Required work:
**1.** Translate this sentence from the excerpt into Spanish: "I asked him if he spoke Greek."
**2.** Print the part of the excerpt that starts at the words "Everybody laughed, even" and ends after the words "he spoke Greek.".

Supplied passage:
Everybody laughed, even the girl who had been in tears just before.
“You’re writing a book?” the velvet jacket said. “That’s very nice for you, but not for me. I need a visa.”
“Be quiet,” Alal said, “or you’ll eat somewhere else.”
“I’m so sorry,” I said, “that I can’t help you.”
“It’s okay, I can’t even help myself,” he said with a flourish, and everybody laughed. He had left Iraq four years ago, with a friend. At the Turkish-Bulgarian border, Bulgarian guards beat them up, took their mobile phones and their money, and sent them back into Turkey. From there, they crossed into Greece.
“I like Greece, but in Greece there’s only beach. No money, no work. Four years I didn’t see Mama and Papa. I talk to them every day. They cry.”
I asked him if he spoke Greek.
“I speak six languages. English, Kurdish, Arabic, Greek, Persian, and Italian. I want to go to Roma,” he said. His flamboyance contrasted with the family’s down-to-earth style.
“Six languages my foot,” Soran said. “He says he speaks English, and you see how good his English is. Can you imagine his Greek?”
Another round of laughter. I asked what his job had been in Athens.
“Job: gay,” Soran answered for him and the room went down in giggles.
“That’s not a job,” I said.

Data pulled from a collection:
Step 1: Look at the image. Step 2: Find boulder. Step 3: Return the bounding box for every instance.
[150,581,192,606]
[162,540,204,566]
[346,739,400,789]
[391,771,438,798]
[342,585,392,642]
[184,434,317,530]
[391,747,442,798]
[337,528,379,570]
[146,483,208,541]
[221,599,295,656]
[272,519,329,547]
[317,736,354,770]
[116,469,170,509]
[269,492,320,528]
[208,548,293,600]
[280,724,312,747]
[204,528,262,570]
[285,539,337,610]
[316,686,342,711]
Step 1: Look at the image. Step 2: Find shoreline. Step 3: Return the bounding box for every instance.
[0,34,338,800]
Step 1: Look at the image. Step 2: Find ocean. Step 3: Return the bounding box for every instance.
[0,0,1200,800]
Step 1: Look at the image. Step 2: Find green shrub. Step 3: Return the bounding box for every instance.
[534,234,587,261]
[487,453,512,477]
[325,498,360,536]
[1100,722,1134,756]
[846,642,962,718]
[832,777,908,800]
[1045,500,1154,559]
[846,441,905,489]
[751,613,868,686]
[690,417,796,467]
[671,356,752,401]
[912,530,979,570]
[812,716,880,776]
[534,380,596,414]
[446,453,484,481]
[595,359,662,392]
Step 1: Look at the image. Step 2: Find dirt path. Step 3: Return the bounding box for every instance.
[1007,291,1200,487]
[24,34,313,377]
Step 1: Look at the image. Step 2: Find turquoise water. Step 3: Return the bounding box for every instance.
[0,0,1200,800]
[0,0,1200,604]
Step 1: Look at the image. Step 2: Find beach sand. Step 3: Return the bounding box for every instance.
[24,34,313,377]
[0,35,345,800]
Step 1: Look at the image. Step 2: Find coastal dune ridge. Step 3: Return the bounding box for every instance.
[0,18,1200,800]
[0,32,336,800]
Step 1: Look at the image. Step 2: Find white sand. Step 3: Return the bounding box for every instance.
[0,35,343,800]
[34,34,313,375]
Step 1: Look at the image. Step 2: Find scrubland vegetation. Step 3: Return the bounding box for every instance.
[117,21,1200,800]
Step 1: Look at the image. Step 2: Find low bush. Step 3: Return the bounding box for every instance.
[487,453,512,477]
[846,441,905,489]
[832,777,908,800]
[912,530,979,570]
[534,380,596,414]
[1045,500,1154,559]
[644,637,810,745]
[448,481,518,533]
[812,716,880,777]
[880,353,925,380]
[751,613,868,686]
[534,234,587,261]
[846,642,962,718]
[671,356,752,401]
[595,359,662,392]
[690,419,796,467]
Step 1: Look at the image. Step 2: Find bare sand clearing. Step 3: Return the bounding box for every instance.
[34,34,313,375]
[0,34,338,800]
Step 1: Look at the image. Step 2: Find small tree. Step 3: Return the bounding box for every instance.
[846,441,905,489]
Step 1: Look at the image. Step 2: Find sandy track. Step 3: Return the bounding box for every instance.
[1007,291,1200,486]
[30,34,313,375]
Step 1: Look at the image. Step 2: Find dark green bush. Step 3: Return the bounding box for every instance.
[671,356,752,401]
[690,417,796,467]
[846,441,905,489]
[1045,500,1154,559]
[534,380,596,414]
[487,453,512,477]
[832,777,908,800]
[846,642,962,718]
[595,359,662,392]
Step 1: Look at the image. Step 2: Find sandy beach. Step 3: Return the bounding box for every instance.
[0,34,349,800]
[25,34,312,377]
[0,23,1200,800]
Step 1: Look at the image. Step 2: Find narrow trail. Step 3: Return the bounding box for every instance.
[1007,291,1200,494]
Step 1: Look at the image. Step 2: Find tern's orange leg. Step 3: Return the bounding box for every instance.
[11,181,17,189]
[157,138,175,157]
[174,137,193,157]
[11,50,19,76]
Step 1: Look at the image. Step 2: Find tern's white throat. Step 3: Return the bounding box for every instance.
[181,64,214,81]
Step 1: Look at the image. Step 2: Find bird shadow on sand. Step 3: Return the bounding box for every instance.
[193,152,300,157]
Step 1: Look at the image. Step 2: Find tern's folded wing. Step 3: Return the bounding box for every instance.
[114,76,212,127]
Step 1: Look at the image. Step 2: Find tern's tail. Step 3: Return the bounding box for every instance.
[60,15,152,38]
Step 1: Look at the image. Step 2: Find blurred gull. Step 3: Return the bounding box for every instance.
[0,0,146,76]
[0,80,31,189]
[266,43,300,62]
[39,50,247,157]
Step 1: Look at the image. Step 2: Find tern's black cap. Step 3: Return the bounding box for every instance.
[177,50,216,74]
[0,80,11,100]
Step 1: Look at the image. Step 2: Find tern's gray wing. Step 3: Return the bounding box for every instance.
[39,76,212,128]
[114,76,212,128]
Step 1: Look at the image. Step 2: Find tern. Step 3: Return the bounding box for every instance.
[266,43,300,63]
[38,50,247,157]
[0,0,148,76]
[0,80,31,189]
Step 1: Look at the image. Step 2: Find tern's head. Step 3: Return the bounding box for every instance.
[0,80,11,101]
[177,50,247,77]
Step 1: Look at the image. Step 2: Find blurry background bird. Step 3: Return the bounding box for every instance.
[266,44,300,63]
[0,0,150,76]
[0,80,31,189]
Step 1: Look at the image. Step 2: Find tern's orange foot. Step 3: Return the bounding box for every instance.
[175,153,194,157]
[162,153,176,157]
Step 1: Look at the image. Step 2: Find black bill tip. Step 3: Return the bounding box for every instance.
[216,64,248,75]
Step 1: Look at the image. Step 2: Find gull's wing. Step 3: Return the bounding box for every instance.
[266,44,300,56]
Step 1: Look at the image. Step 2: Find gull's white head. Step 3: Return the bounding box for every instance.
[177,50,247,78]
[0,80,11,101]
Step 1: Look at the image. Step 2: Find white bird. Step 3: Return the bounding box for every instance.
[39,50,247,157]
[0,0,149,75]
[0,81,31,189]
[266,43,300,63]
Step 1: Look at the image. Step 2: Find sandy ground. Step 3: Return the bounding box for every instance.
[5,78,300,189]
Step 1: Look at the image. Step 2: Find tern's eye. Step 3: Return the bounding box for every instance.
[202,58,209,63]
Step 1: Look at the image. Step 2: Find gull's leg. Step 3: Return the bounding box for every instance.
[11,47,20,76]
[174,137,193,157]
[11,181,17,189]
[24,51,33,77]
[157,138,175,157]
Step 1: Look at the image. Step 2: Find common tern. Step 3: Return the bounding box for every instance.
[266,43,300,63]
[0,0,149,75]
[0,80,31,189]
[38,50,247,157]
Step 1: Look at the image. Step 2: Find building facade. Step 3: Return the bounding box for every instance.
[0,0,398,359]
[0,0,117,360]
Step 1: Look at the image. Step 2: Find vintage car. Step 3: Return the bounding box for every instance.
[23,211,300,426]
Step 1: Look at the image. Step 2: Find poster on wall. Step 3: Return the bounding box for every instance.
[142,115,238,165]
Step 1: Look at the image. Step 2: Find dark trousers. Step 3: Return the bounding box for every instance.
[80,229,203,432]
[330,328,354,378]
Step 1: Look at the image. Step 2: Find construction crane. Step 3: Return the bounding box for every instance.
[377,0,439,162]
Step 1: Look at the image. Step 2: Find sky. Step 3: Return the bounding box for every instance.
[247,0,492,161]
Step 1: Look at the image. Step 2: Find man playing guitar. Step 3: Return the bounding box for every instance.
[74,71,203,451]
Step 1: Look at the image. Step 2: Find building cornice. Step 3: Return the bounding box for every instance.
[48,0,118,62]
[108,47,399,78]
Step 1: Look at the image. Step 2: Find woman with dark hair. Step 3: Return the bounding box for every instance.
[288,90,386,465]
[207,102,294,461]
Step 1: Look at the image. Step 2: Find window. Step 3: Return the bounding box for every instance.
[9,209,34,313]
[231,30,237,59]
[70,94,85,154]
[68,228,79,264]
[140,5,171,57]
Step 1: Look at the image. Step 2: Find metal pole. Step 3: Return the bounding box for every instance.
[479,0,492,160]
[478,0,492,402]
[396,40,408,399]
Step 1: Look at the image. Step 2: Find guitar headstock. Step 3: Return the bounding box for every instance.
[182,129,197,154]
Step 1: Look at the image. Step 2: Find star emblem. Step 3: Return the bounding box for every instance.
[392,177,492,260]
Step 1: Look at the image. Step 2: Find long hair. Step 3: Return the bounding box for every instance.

Solutions below:
**1.** Le pregunté si hablaba griego.

**2.**
Everybody laughed, even the girl who had been in tears just before.
“You’re writing a book?” the velvet jacket said. “That’s very nice for you, but not for me. I need a visa.”
“Be quiet,” Alal said, “or you’ll eat somewhere else.”
“I’m so sorry,” I said, “that I can’t help you.”
“It’s okay, I can’t even help myself,” he said with a flourish, and everybody laughed. He had left Iraq four years ago, with a friend. At the Turkish-Bulgarian border, Bulgarian guards beat them up, took their mobile phones and their money, and sent them back into Turkey. From there, they crossed into Greece.
“I like Greece, but in Greece there’s only beach. No money, no work. Four years I didn’t see Mama and Papa. I talk to them every day. They cry.”
I asked him if he spoke Greek.